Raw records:
◆ ◆ ◆ ◆

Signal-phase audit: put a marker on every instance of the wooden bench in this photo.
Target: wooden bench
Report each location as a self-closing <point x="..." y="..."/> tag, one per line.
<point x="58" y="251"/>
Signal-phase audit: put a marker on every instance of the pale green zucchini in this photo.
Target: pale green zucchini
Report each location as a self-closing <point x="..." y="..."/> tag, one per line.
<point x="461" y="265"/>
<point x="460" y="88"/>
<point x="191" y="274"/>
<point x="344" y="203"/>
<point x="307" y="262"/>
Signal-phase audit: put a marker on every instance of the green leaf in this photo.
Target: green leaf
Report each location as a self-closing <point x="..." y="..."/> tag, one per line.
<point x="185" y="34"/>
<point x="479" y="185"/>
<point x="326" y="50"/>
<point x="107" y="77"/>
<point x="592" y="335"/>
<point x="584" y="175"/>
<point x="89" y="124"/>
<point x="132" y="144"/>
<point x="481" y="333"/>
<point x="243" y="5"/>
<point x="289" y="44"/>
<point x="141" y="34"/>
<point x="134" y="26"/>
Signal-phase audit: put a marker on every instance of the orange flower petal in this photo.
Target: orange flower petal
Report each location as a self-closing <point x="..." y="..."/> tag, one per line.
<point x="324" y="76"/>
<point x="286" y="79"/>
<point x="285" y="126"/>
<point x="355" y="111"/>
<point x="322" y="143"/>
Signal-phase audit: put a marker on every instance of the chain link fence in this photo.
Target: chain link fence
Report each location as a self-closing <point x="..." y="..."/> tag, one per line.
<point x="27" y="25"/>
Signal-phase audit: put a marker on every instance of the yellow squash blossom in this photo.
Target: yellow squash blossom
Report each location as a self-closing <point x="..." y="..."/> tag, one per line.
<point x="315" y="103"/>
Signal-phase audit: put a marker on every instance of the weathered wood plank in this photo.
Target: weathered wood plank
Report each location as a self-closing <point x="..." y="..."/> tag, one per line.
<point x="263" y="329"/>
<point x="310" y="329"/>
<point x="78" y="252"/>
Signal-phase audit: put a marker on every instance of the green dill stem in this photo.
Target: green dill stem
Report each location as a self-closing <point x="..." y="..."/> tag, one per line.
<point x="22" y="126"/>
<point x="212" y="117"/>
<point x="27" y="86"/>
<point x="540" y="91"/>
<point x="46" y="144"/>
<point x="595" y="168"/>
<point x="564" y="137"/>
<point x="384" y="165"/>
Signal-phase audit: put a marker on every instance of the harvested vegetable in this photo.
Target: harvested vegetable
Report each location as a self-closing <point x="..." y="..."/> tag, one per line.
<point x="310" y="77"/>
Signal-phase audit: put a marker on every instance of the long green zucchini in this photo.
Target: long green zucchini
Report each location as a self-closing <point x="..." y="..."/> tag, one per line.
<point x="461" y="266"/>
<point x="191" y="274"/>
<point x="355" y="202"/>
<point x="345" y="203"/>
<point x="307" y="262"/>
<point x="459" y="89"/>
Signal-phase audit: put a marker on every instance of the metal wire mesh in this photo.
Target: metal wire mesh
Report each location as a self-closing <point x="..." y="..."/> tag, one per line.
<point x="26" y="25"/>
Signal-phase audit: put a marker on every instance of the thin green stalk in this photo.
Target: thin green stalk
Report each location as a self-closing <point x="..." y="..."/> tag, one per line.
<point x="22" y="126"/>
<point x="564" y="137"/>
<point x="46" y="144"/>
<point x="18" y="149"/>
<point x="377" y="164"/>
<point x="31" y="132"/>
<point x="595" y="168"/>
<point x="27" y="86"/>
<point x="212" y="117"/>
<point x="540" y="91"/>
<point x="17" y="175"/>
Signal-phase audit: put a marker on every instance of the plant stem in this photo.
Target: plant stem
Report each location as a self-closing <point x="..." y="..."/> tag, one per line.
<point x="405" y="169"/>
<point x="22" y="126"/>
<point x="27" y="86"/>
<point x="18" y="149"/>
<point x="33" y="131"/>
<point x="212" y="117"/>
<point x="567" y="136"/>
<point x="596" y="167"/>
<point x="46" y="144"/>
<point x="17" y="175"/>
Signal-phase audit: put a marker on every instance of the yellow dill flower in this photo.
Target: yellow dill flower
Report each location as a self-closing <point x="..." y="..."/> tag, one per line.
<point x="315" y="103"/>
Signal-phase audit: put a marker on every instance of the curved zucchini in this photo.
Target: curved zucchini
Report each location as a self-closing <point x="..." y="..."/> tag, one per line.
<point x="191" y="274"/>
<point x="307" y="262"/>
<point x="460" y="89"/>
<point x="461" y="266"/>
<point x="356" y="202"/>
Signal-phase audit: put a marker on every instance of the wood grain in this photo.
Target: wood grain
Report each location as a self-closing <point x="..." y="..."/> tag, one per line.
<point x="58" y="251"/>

◆ ◆ ◆ ◆

◆ **EXERCISE AIM**
Reproduce each entry exactly, leaving out nothing.

◆ **PROBLEM SOLUTION**
Signal-phase audit: put a marker on every instance of the wooden bench in this photo.
Target: wooden bench
Report each location as a self-closing <point x="..." y="..."/> tag, one per line.
<point x="58" y="251"/>
Signal-phase audit: put a marker on every instance of the pale green zucchini in this photo.
Target: pale green zucchini
Report each location as a self-closing <point x="..." y="..."/> tag, one per line.
<point x="461" y="265"/>
<point x="460" y="88"/>
<point x="191" y="274"/>
<point x="344" y="203"/>
<point x="307" y="262"/>
Signal-phase audit: put a marker on every instance of the green leaf in this photo.
Target: green leaf
Report each location as a self-closing <point x="..." y="..."/> tag, one per line.
<point x="185" y="34"/>
<point x="479" y="185"/>
<point x="326" y="50"/>
<point x="107" y="77"/>
<point x="592" y="335"/>
<point x="584" y="175"/>
<point x="89" y="124"/>
<point x="132" y="144"/>
<point x="481" y="333"/>
<point x="243" y="5"/>
<point x="289" y="44"/>
<point x="141" y="34"/>
<point x="134" y="26"/>
Signal-phase audit: put a marker on every instance of the orange flower petal in this photo.
Target: orange flower petal
Report each location as a self-closing <point x="..." y="..."/> tag, one per line.
<point x="324" y="76"/>
<point x="286" y="79"/>
<point x="285" y="126"/>
<point x="355" y="111"/>
<point x="322" y="143"/>
Signal-phase audit: put a marker on every instance of the chain link fence in this photo.
Target: chain link fence
Report each location as a self-closing <point x="..." y="..."/> tag, one per line.
<point x="27" y="25"/>
Signal-phase audit: put a marker on every instance of the yellow squash blossom in this photo.
Target: yellow squash blossom
Report each location as a self-closing <point x="..." y="..."/> tag, one per line.
<point x="315" y="103"/>
Signal-phase audit: put a marker on every instance of the weathered wood plank in this photo.
Target: weathered wood plank
Report each location as a self-closing <point x="..." y="..."/> tag, one per line.
<point x="263" y="329"/>
<point x="310" y="329"/>
<point x="78" y="252"/>
Signal-phase audit: put a marker on every instance of the green dill stem in this photo.
Target: green dill stem
Report each location as a self-closing <point x="..." y="..."/> tag, one per line.
<point x="22" y="126"/>
<point x="212" y="117"/>
<point x="27" y="86"/>
<point x="540" y="91"/>
<point x="46" y="144"/>
<point x="595" y="168"/>
<point x="564" y="137"/>
<point x="384" y="165"/>
Signal-phase audit: put a marker on every instance of the harvested vegetable in this photo.
Target: harvested vegetable
Report each location as a self-closing <point x="..." y="..."/> tag, one per line.
<point x="310" y="77"/>
Signal-phase audit: put a marker on every instance of the long green zucchini in this photo.
Target: long green zucchini
Report each location as a self-closing <point x="..." y="..."/> tag, one per line.
<point x="461" y="266"/>
<point x="191" y="274"/>
<point x="355" y="202"/>
<point x="345" y="203"/>
<point x="307" y="262"/>
<point x="459" y="89"/>
Signal-phase audit: put a marker on every instance of the metal wire mesh in this photo.
Target: metal wire mesh
Report each location as a self-closing <point x="..." y="..."/> tag, one per line.
<point x="26" y="25"/>
Signal-phase audit: put a marker on every instance of the thin green stalk in this photo.
Target: thin green stalk
Report each location as a self-closing <point x="..." y="..."/> tag, one per line.
<point x="22" y="126"/>
<point x="564" y="137"/>
<point x="46" y="144"/>
<point x="18" y="149"/>
<point x="377" y="164"/>
<point x="31" y="132"/>
<point x="595" y="168"/>
<point x="27" y="86"/>
<point x="212" y="117"/>
<point x="540" y="91"/>
<point x="17" y="175"/>
Signal-phase audit: put a marker on every instance of the plant stem in this photo.
Target: plant stem
Report each location as a self-closing <point x="..." y="..."/> tag, one per line.
<point x="405" y="169"/>
<point x="22" y="126"/>
<point x="27" y="86"/>
<point x="18" y="149"/>
<point x="33" y="131"/>
<point x="212" y="117"/>
<point x="567" y="136"/>
<point x="596" y="167"/>
<point x="46" y="144"/>
<point x="17" y="175"/>
Signal-phase audit: put a marker on every instance of the yellow dill flower in this photo.
Target: yellow dill flower
Report each location as a self-closing <point x="..." y="..."/> tag, one per line.
<point x="315" y="103"/>
Signal-phase audit: put a marker on every instance of the curved zucchini in this photo.
Target: curved zucchini
Report each location as a self-closing <point x="..." y="..."/> tag, one per line.
<point x="191" y="274"/>
<point x="307" y="262"/>
<point x="460" y="89"/>
<point x="461" y="266"/>
<point x="356" y="202"/>
Signal-phase audit: put a marker on every instance of the wood grain in this photo.
Target: wood grain
Report each location as a self-closing <point x="..." y="..."/> tag, one per line.
<point x="58" y="251"/>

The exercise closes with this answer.